Stored data entries:
►
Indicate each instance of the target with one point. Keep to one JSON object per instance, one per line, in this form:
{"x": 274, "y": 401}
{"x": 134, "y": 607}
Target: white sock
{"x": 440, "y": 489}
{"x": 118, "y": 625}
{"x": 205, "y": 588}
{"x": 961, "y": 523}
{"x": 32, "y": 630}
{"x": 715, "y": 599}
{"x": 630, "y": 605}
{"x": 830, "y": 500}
◄
#### What to do
Write out the records shown above, exactly as they appear.

#### Response box
Indicate each instance of the target with one point. Keep to one JSON object per instance, one per line, in this form:
{"x": 274, "y": 401}
{"x": 134, "y": 607}
Target: white sock
{"x": 440, "y": 489}
{"x": 118, "y": 625}
{"x": 205, "y": 588}
{"x": 961, "y": 523}
{"x": 32, "y": 630}
{"x": 715, "y": 599}
{"x": 630, "y": 605}
{"x": 830, "y": 500}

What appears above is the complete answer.